**Tasks for this exercise:**
1 > In the passage about college coaches and athletes' mental health, which high school did Jake Lawler attend before arriving at UNC?
2 > Pick up the passage about college coaches and athletes' mental health after its last sentence and carry it forward.

In some ways, their answers illustrated the novelty of the broader discussion. Coaches understand that mental health is something they should know about. Yet they're still figuring out, too, what to do with the information.

"I think it's awareness, for me," said Dave Doeren, the N.C. State football coach. "Whereas before, you might think a guy's soft. And now it's 'These are real things.' I mean, guys get depressed. We talk to their parents about it -- have you seen a change in your son, is this something you're familiar with? It's definitely something you have to be aware of. And we talk about it as a staff."

Dave Clawson, the football coach at Wake Forest, described it another way:

"I don't know if it alters the way you coach," he said. "But I think there's now this other dimension that if a kid isn't doing well, and it's not injury-related or sickness-related, that this is now in that world of things that can be going on in a player's life, that maybe you didn't consider as much 10 years ago."

At UNC, one football player's recent decision to detail his mental health challenges underscored the importance of providing mental health services for athletes. Jake Lawler arrived at UNC in 2017 from South Mecklenburg High as one of the Tar Heels' most heralded incoming freshmen.

**Information provided:**
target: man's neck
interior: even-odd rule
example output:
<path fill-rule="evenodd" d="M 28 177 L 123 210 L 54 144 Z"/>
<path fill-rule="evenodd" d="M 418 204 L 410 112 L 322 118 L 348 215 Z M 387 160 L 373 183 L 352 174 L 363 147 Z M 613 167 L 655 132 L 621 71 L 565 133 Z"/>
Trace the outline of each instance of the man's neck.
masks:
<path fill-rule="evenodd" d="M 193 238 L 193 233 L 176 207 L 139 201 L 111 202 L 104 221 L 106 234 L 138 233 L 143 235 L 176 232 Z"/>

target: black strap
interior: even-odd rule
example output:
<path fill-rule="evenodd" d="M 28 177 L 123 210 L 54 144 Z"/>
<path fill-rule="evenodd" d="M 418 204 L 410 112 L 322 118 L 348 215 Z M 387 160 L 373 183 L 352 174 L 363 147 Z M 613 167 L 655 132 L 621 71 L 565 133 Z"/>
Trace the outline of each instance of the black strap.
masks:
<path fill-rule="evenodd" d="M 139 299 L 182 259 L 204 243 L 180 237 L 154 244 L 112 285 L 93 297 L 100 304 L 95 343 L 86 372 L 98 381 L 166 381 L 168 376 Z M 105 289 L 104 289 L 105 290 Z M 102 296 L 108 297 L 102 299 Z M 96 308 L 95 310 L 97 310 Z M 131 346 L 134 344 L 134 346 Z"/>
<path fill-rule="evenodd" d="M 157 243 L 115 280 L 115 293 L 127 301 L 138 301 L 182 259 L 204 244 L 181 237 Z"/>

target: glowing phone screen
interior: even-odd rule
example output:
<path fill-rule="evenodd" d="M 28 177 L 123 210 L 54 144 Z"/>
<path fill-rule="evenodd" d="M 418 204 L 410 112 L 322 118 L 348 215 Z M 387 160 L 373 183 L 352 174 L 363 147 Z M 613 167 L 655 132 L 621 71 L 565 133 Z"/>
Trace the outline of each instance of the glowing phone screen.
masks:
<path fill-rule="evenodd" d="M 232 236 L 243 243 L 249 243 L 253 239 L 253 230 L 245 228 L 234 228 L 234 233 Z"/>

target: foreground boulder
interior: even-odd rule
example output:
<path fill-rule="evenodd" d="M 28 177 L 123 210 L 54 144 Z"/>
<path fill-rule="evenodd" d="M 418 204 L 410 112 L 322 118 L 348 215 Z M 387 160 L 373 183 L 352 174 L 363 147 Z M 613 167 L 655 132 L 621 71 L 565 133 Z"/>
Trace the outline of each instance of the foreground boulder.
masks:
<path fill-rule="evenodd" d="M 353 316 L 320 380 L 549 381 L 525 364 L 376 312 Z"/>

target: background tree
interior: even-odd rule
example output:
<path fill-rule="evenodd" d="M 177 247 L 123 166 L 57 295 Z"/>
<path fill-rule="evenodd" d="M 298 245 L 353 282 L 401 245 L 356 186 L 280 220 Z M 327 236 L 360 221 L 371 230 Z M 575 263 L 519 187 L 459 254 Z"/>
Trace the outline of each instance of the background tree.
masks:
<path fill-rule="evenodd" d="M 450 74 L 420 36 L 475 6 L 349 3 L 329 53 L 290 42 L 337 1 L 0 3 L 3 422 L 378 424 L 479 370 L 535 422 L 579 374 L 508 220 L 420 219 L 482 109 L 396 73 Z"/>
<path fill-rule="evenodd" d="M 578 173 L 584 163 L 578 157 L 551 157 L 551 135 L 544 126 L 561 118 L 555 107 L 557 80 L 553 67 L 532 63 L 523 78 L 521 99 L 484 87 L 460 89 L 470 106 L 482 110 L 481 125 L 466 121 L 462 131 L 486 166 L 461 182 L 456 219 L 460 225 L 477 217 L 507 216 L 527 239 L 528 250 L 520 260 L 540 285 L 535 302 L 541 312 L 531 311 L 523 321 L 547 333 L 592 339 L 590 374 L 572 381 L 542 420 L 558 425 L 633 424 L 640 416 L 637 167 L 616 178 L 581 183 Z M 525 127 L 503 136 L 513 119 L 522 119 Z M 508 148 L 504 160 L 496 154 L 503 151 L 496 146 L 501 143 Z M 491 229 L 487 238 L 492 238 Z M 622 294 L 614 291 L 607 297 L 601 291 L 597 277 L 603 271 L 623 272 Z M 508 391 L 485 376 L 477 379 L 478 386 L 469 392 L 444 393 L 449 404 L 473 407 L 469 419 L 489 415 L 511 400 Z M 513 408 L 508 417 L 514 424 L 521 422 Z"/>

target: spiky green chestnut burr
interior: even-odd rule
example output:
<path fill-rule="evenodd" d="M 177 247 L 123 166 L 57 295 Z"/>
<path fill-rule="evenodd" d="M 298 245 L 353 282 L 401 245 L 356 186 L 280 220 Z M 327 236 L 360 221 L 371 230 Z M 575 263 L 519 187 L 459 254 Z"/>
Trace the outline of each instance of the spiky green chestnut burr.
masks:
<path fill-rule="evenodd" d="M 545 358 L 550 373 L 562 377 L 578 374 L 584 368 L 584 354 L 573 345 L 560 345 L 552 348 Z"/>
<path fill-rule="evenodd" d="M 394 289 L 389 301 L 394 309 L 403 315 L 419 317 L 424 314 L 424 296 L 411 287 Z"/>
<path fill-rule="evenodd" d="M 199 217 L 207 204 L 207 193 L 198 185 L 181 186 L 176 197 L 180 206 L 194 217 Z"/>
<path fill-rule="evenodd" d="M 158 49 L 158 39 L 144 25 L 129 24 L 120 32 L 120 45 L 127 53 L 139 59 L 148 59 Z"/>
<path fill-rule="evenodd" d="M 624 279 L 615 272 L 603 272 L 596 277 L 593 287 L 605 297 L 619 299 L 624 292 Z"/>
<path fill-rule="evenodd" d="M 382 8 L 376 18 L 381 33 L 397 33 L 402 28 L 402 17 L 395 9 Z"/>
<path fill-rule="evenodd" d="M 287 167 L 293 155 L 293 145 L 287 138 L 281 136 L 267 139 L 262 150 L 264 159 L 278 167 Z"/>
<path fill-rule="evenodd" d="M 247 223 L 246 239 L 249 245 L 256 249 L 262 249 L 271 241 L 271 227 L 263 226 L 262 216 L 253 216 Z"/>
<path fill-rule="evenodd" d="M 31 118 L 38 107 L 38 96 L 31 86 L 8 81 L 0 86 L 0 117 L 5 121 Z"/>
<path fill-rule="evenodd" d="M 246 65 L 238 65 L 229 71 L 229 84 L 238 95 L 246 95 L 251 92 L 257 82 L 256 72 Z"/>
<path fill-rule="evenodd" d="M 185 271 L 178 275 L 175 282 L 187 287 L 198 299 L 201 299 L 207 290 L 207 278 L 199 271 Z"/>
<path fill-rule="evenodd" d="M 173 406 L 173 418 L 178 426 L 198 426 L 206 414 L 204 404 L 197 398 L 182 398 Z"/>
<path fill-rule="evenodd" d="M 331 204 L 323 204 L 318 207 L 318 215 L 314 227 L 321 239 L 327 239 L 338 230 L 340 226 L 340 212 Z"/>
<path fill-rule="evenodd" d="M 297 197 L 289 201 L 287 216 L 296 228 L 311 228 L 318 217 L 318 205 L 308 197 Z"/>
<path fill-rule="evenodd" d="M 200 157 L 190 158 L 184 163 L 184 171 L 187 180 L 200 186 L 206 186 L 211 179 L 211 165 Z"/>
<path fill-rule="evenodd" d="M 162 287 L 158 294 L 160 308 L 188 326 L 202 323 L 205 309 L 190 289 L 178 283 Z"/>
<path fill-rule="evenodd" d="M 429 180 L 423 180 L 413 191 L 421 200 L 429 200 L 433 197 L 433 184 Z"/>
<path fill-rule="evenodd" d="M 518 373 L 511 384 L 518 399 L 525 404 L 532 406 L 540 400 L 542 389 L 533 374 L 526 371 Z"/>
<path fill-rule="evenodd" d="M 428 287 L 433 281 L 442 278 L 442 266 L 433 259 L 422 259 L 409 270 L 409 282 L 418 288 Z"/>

**Responses per task:**
1 > South Mecklenburg High

2 >
In June, he published a 2,300-word essay on his website in which he described his eight-year experience with depression. He described two times he considered suicide, including the moment, earlier this year, when he stood atop a campus parking deck and contemplated the end of his life.

"I was going to jump," Lawler wrote.

A difficult, if not impossible, question to answer is how many college athletes there are like Lawler -- ones who've thought about suicide, or who are suffering from depression or any number of other mental health ailments. A University of Washington study, published in 2015, concluded that 35 college athletes died by suicide between 2003 and 2012.

The study found that while the suicide rate was lower for college athletes compared to the general population, male athletes and football players, in particular, faced the greatest risk among all college athletes. Another study, the one published in 2017 by the Journal of Sports Science, found that within a sample of 950 NCAA Division I athletes, one-third suffered from depression symptoms.

The authors wrote that "depression is a more significant issue in college athletes than previously thought." Mark Hilinski has tried to deliver that message through the story of his son, who was dead before anyone realized that something was wrong.

At one point during his talk in May, Hilinski spoke plainly to those gathered: "There's a kid on your team suffering from mental illness, or is having a bad day, that could use your help."

Less than a month later, Lawler, the UNC linebacker, went public. He received widespread acclaim for sharing his story and, in a subsequent interview with The News & Observer, said others suffering from depression then contacted him with their own experiences.

In some ways, the reaction to Lawler's story illustrated part of the challenge of addressing mental health among college athletes: so few who are suffering share their troubles that, when they do, it's cause for celebration.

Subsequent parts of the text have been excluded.